[Bounding box annotation entries]
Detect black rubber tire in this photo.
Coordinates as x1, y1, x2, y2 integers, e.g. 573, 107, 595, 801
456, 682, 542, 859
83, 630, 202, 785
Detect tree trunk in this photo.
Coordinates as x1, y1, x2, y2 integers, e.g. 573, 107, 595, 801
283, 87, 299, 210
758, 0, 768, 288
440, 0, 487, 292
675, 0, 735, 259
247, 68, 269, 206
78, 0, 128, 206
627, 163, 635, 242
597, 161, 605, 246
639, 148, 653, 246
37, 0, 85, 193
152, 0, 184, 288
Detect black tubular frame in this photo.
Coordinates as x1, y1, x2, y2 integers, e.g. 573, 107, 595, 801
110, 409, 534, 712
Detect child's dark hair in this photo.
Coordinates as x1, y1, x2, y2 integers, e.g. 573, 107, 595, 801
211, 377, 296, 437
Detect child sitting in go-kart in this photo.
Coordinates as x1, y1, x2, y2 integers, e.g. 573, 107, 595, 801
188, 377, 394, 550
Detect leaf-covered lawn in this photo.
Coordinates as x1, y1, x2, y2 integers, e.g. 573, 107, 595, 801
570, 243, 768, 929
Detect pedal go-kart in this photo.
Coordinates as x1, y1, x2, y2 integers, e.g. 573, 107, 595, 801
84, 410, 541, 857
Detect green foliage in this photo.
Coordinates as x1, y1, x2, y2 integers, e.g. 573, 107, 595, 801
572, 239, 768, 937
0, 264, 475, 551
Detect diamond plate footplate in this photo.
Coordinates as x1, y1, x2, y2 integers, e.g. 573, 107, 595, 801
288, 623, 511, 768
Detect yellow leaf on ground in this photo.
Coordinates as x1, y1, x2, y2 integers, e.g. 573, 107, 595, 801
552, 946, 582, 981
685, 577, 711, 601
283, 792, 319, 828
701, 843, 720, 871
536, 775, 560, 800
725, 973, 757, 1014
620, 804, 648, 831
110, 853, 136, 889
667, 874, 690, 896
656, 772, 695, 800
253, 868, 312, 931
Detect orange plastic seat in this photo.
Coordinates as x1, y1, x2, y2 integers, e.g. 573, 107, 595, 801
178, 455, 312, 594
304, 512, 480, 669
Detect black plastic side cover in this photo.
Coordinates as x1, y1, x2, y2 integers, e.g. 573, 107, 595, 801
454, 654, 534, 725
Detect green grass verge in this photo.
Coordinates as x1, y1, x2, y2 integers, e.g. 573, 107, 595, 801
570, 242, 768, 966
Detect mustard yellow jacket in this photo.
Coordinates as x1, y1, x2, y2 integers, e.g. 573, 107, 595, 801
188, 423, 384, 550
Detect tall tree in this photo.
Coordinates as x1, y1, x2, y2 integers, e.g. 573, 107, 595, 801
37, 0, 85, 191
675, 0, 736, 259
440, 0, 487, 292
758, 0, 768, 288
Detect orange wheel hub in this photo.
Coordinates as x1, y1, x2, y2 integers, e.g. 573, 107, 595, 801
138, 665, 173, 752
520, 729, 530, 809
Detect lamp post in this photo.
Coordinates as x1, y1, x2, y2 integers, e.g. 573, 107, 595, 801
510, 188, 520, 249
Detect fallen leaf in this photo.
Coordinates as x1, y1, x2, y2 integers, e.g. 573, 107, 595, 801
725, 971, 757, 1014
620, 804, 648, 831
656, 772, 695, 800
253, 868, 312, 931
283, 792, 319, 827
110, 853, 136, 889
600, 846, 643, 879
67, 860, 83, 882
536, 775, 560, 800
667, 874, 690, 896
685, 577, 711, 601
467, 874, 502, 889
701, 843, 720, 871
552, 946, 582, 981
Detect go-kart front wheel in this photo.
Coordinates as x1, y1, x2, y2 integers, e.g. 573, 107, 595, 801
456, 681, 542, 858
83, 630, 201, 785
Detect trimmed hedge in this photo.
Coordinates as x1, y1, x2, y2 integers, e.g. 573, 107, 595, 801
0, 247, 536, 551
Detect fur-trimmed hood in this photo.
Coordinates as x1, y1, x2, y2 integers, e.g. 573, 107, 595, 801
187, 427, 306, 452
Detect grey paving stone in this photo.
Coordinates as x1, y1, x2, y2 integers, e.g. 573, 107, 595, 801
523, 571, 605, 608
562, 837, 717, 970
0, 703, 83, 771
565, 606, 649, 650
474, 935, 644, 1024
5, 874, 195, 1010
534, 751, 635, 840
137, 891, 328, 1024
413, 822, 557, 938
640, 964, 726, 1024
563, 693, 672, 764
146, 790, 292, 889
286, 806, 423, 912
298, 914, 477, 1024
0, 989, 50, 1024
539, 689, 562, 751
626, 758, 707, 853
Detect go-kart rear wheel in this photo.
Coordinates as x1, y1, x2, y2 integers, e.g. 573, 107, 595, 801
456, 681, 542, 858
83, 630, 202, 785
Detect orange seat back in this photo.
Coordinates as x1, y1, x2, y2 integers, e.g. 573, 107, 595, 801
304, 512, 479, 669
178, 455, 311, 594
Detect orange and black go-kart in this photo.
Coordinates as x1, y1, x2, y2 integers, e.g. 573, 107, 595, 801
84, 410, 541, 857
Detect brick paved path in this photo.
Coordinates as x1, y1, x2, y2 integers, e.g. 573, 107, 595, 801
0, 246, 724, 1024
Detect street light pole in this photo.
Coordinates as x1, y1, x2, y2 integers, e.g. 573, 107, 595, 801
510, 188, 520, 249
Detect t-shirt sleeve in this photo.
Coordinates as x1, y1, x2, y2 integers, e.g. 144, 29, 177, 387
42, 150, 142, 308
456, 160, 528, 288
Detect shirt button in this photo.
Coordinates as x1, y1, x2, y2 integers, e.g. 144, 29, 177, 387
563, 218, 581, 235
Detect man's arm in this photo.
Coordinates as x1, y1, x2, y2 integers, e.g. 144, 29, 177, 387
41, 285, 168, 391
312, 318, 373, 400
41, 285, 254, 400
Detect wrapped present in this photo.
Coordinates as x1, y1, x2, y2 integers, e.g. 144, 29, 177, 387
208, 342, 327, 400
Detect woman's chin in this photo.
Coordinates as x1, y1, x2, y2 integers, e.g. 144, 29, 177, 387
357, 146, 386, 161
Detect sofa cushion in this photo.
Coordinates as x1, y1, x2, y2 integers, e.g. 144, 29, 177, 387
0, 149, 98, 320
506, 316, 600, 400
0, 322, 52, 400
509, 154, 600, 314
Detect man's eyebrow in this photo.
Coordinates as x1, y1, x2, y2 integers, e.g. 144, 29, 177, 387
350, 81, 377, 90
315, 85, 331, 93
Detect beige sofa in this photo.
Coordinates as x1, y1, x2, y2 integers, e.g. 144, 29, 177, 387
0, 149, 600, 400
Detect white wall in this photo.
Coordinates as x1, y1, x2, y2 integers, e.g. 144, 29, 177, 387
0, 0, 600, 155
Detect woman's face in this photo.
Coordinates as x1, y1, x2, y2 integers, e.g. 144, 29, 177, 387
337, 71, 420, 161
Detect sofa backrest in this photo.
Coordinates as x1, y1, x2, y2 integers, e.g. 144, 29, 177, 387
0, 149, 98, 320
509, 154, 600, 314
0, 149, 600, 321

| WHAT YOU SHOULD DO |
Copy out every line of the listing above word for word, without changing anything.

| RESPONSE FOR THIS EXERCISE |
Detect black rubber tire in this photo.
Coordinates as x1, y1, x2, y2 integers, e.g. 573, 107, 595, 801
456, 682, 542, 859
83, 630, 202, 785
Detect tree trunk in this photo.
Coordinates as x1, y1, x2, y2 integers, e.g. 573, 107, 595, 801
283, 87, 299, 210
758, 0, 768, 288
440, 0, 487, 292
675, 0, 735, 259
247, 68, 269, 206
78, 0, 128, 206
627, 163, 635, 242
597, 161, 605, 246
639, 148, 653, 246
37, 0, 85, 193
152, 0, 184, 288
Detect black tubular frame in this photo.
Coordinates as x1, y1, x2, y2 integers, e.g. 573, 107, 595, 801
110, 409, 534, 712
Detect child's dark hair in this photo.
Coordinates as x1, y1, x2, y2 integers, e.g. 573, 107, 595, 801
211, 377, 296, 437
Detect child sitting in go-kart in this photo.
Coordinates as x1, y1, x2, y2 integers, e.g. 573, 107, 595, 801
188, 377, 394, 550
Detect leaf-covered lawn in this photo.
Coordinates as x1, y1, x2, y2 integers, e.g. 573, 107, 595, 801
570, 243, 768, 929
Detect pedal go-kart in this photo.
Coordinates as x1, y1, x2, y2 integers, e.g. 573, 107, 595, 801
84, 410, 541, 857
Detect green foliage in this photo.
Coordinates as x1, y1, x2, y2 integers, e.g. 573, 107, 595, 801
572, 239, 768, 937
0, 264, 475, 551
Detect diamond plate footplate in this photo.
Coordinates as x1, y1, x2, y2 integers, e.g. 573, 107, 595, 801
288, 623, 511, 768
Detect yellow leaf on ground in this photo.
Coordinates as x1, y1, x2, y2 integers, e.g. 573, 107, 595, 801
552, 946, 582, 981
685, 577, 711, 601
283, 792, 319, 828
701, 843, 720, 871
536, 775, 560, 800
725, 973, 757, 1014
620, 804, 648, 831
110, 853, 136, 889
667, 874, 690, 896
656, 772, 695, 800
253, 868, 312, 931
Detect orange plastic seat in this photo.
Coordinates as x1, y1, x2, y2 integers, e.g. 573, 107, 595, 801
178, 455, 312, 594
304, 512, 480, 669
Detect black plastic side cover in this photo.
Coordinates as x1, y1, x2, y2 integers, e.g. 573, 107, 595, 801
454, 654, 534, 725
Detect green grass verge in this photo.
Coordinates as x1, y1, x2, y2 integers, e.g. 573, 107, 595, 801
570, 242, 768, 966
Detect mustard yellow jacket in this photo.
Coordinates as x1, y1, x2, y2 integers, e.g. 573, 107, 595, 801
188, 423, 384, 550
Detect tall tree in this photo.
Coordinates as x1, y1, x2, y2 integers, e.g. 573, 107, 595, 801
37, 0, 85, 191
675, 0, 736, 259
440, 0, 487, 292
758, 0, 768, 288
Detect orange wheel hub in this photo.
Coordinates as x1, y1, x2, y2 integers, e.g. 573, 107, 595, 801
138, 665, 173, 752
520, 729, 530, 809
Detect lamp post in this photo.
Coordinates as x1, y1, x2, y2 integers, e.g. 573, 107, 595, 801
510, 188, 520, 249
Detect fallen leaf in this photo.
Coordinates as x1, y1, x2, y2 integers, e.g. 573, 107, 595, 801
725, 971, 757, 1014
620, 804, 648, 831
656, 772, 695, 800
253, 868, 312, 931
283, 792, 319, 827
110, 853, 136, 889
600, 846, 643, 879
67, 860, 83, 882
536, 775, 560, 800
667, 874, 690, 896
685, 577, 711, 601
467, 874, 502, 889
701, 843, 720, 871
552, 946, 582, 981
Detect go-kart front wheel in this photo.
Coordinates as x1, y1, x2, y2 integers, e.g. 573, 107, 595, 801
456, 681, 542, 858
83, 630, 201, 785
Detect trimmed hedge in this photo.
Coordinates as x1, y1, x2, y2 integers, e.g. 573, 107, 595, 801
0, 247, 536, 551
Detect fur-trimmed hood in this photo.
Coordinates as x1, y1, x2, y2 integers, e.g. 573, 107, 595, 801
187, 427, 306, 452
Detect grey paving stone in this photo.
Coordinates as x1, y1, x2, y2 integers, e.g. 573, 107, 595, 801
523, 571, 605, 608
562, 837, 717, 970
0, 703, 83, 771
565, 606, 649, 650
474, 935, 644, 1024
5, 874, 195, 1010
534, 751, 635, 840
137, 891, 328, 1024
413, 822, 557, 938
640, 964, 726, 1024
563, 693, 672, 764
146, 790, 292, 889
286, 806, 423, 912
298, 914, 477, 1024
0, 989, 50, 1024
539, 689, 562, 751
626, 758, 707, 853
Detect go-kart rear wheel in this photo.
Coordinates as x1, y1, x2, y2 integers, e.g. 573, 107, 595, 801
456, 681, 542, 858
83, 630, 202, 785
Detect orange seat back in this photo.
Coordinates as x1, y1, x2, y2 integers, e.g. 573, 107, 595, 801
304, 512, 479, 669
178, 455, 311, 594
Detect orange and black go-kart in this photo.
Coordinates as x1, y1, x2, y2 integers, e.g. 573, 107, 595, 801
84, 410, 541, 857
Detect brick paved path in this photo.
Coordinates as x1, y1, x2, y2 integers, e.g. 573, 107, 595, 801
0, 246, 724, 1024
Detect street light pole in this photo.
Coordinates as x1, y1, x2, y2 integers, e.g. 573, 107, 595, 801
510, 188, 520, 249
Detect t-shirt sleeve in this photo.
Coordinates as x1, y1, x2, y2 integers, e.g. 144, 29, 177, 387
42, 150, 142, 308
456, 160, 528, 288
Detect shirt button in this photo.
Coordinates as x1, y1, x2, y2 integers, e.g. 144, 29, 177, 387
563, 218, 581, 235
Detect man's arm in this photo.
Coordinates as x1, y1, x2, y2 integers, e.g. 144, 29, 177, 387
41, 285, 168, 391
312, 318, 373, 400
41, 285, 254, 400
Detect wrapped present in this photo.
Coordinates as x1, y1, x2, y2 integers, e.g. 144, 29, 177, 387
208, 342, 327, 400
Detect woman's chin in this photo.
Coordinates as x1, y1, x2, y2 integers, e.g. 144, 29, 177, 387
357, 146, 386, 161
Detect sofa cushion in this photo.
Coordinates as x1, y1, x2, y2 integers, e.g. 144, 29, 177, 387
0, 149, 98, 320
506, 316, 600, 400
0, 322, 52, 400
509, 154, 600, 314
Detect man's eyebrow in this photo.
Coordinates as x1, y1, x2, y2 integers, e.g. 144, 29, 177, 387
350, 81, 377, 90
315, 85, 331, 93
Detect beige sofa in this photo.
Coordinates as x1, y1, x2, y2 integers, e.g. 144, 29, 177, 387
0, 149, 600, 400
Detect white wall in this photo.
Coordinates as x1, y1, x2, y2 integers, e.g. 144, 29, 177, 387
0, 0, 600, 155
Detect woman's face in this photo.
Coordinates as x1, y1, x2, y2 integers, e.g. 144, 29, 177, 387
337, 71, 420, 161
Detect sofa backrest in this photo.
Coordinates as x1, y1, x2, y2 integers, e.g. 144, 29, 177, 387
0, 149, 98, 320
509, 154, 600, 314
0, 149, 600, 321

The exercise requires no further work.